[start]

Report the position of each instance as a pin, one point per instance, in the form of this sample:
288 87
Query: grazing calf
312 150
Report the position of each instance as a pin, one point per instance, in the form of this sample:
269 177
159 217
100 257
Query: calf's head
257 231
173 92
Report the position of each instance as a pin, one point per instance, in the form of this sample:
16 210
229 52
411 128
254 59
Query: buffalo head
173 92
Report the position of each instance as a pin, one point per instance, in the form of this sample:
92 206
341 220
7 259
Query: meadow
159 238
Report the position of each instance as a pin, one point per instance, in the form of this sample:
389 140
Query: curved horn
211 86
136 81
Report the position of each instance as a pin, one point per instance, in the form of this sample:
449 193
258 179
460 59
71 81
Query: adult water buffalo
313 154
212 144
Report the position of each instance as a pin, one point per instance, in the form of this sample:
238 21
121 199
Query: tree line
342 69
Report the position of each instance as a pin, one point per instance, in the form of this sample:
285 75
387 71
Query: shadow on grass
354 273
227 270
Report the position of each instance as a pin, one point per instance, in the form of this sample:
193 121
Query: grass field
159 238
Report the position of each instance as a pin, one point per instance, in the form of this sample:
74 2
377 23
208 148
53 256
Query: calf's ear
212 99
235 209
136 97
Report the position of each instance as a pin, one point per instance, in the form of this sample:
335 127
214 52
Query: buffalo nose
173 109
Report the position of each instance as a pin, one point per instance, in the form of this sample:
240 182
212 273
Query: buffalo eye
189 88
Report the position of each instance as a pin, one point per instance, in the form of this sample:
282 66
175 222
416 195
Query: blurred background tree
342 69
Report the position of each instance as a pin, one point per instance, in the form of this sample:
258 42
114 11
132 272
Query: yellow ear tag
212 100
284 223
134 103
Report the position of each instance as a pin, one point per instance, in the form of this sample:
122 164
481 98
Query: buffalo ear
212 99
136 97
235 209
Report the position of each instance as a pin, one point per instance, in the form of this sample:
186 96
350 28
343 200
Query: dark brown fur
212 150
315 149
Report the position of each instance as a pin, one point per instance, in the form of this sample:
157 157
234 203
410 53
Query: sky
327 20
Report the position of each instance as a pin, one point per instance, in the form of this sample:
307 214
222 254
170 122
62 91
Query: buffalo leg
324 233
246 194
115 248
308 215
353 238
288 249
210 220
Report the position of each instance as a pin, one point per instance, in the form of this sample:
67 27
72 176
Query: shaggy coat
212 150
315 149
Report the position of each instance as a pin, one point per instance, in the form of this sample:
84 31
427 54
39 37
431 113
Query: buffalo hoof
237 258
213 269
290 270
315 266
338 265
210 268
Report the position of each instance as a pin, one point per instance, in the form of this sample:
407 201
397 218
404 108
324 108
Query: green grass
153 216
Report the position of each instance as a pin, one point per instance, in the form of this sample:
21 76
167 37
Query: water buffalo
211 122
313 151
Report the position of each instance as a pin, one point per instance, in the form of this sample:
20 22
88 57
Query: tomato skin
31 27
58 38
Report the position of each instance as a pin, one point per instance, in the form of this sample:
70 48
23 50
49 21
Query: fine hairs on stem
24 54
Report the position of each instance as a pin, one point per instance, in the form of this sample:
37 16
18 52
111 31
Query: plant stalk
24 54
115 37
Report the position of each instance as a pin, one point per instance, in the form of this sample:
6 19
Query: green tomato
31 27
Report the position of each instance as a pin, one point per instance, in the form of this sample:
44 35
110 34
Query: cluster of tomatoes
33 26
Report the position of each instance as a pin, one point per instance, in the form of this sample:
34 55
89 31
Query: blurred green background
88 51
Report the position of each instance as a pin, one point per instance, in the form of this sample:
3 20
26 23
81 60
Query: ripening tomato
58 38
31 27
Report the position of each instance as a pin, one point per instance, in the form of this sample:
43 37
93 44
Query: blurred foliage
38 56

[end]

To do ▸ Collect every line in the records that contains the word "blurred", where case counts.

Solution to this exercise ▸
Query: blurred background tree
Query: blurred green background
Query: blurred foliage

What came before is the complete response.